* **Document excerpt**
● ● ● ● ● ● ●
Emily Asher - Dreams May Take You (2012) Lossless

Artist: Emily Asher
Title Of Album: Dreams May Take You
Year Of Release: 2012
Label: Emily Asher
Genre: New Orleans Jazz, Vocal Jazz
Format: Flac
Quality: Lossless
Total Time: 53:46 Min
Total Size: 301 Mb


01. Ory's Creole Trombone
02. Lullaby For A Little One
03. There'll Be Some Changes Made (Feat. Wycliffe Gordon)
04. Sweet Pea
05. Hey, Look Me Over
06. Emperor Norton's Hunch
07. On The Sunny Side Of The Street
08. Great Big Wall (Feat. Wycliffe Gordon)
09. You Are My Sunshine (Feat. Philip Dizack)
10. Muskrat Ramble
11. Someday You'll Be Sorry
12. Limehouse Blues

Something good. And about time! It’s trombonist/singer/composer/arranger/bandleader Emily Asher’s debut CD, sweetly titled DREAMS MAY TAKE YOU.
Along with Emily, you will hear Wycliffe Gordon, on sousaphone and trombone; Bria Skonberg, trumpet, vocal; Philip Dizack, trumpet; Dan Levinson, tenor sax, clarinet; William Anderson, alto sax; Nick Russo, guitar, banjo; Gordon Webster, piano; Kelly Friesen, bass; Rob Adkins, bass; Kevin Dorn, drums; Rob Garcia, drums. For those of you familiar with the hot New York scene, those names are a guarantee of fine swinging inventive jazz.
● ● ● ● ● ● ●
* **Data listing**
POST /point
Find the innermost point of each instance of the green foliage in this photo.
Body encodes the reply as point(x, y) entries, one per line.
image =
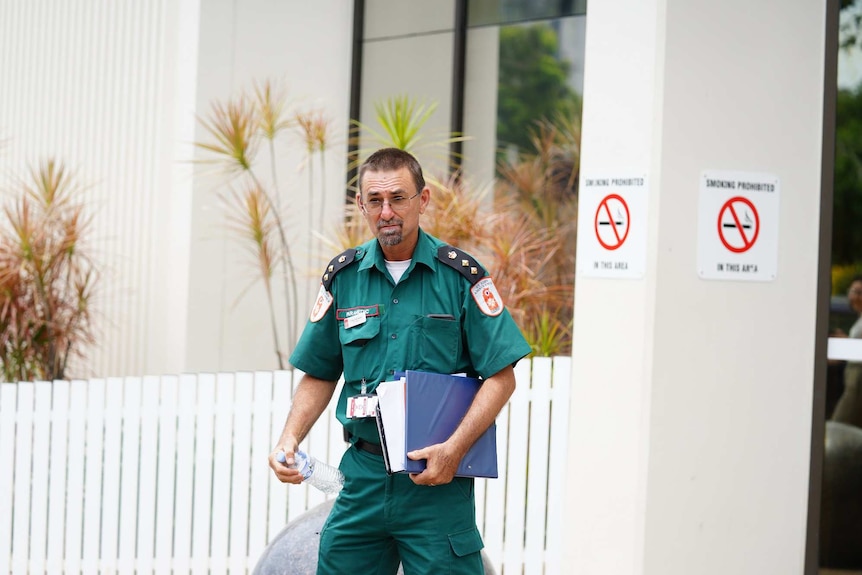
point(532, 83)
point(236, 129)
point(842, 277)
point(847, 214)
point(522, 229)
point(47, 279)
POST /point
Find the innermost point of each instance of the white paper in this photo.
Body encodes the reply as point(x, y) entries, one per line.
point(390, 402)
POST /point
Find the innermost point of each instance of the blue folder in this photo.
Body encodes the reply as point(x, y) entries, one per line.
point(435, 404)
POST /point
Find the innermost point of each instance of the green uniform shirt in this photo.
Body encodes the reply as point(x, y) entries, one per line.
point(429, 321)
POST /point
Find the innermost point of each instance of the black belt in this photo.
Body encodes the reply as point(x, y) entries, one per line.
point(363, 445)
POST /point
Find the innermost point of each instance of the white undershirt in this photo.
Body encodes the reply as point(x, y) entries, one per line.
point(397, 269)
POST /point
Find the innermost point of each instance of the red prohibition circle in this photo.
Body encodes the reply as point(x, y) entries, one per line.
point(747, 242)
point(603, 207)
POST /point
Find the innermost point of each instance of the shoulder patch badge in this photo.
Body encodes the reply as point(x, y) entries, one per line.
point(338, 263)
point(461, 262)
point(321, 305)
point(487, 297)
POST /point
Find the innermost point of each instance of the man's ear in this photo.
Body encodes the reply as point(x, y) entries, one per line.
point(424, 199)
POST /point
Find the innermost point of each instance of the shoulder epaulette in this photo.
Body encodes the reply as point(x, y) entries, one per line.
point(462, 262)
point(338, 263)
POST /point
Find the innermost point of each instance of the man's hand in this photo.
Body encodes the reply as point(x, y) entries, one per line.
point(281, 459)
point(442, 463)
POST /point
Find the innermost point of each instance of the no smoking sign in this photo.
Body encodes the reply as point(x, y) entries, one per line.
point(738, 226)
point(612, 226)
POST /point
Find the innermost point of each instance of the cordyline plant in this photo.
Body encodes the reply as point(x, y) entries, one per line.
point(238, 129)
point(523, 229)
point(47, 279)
● ● ● ● ● ● ●
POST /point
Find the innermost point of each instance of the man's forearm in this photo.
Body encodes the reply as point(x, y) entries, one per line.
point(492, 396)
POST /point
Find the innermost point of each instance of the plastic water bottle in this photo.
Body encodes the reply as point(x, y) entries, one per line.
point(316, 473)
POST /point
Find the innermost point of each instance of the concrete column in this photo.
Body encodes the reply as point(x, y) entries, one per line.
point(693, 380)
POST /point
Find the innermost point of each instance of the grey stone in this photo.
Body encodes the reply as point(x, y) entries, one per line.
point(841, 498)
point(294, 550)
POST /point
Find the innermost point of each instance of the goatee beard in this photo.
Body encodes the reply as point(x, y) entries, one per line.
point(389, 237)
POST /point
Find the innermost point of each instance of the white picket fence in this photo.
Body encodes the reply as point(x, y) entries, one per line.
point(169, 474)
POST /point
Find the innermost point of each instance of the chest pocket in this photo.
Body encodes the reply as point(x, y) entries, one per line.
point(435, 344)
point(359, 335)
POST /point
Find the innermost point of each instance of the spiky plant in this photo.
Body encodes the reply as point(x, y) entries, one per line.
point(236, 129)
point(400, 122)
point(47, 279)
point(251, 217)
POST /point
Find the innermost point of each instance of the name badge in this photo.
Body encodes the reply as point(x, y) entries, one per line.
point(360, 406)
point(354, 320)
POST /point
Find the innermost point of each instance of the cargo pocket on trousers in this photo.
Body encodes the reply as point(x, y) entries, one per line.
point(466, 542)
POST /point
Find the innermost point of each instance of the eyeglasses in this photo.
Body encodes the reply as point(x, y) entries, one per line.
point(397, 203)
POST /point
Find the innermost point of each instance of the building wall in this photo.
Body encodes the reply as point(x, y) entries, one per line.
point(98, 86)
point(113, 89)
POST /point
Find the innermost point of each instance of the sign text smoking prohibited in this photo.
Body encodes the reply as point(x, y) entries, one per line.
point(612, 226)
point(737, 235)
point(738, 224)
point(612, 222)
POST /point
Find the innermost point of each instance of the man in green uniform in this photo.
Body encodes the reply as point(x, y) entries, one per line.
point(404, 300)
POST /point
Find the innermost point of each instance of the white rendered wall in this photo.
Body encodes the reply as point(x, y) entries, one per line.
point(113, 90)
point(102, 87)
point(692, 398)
● ● ● ● ● ● ●
* **Exercise directions**
In the album excerpt, what reason does the writer give for calling the musicians' names "a guarantee of fine swinging inventive jazz"?

* **Solution to the exercise**
The writer addresses listeners who are "familiar with the hot New York scene." For those readers, the names of the musicians on the album mark them as a guarantee of "fine swinging inventive jazz."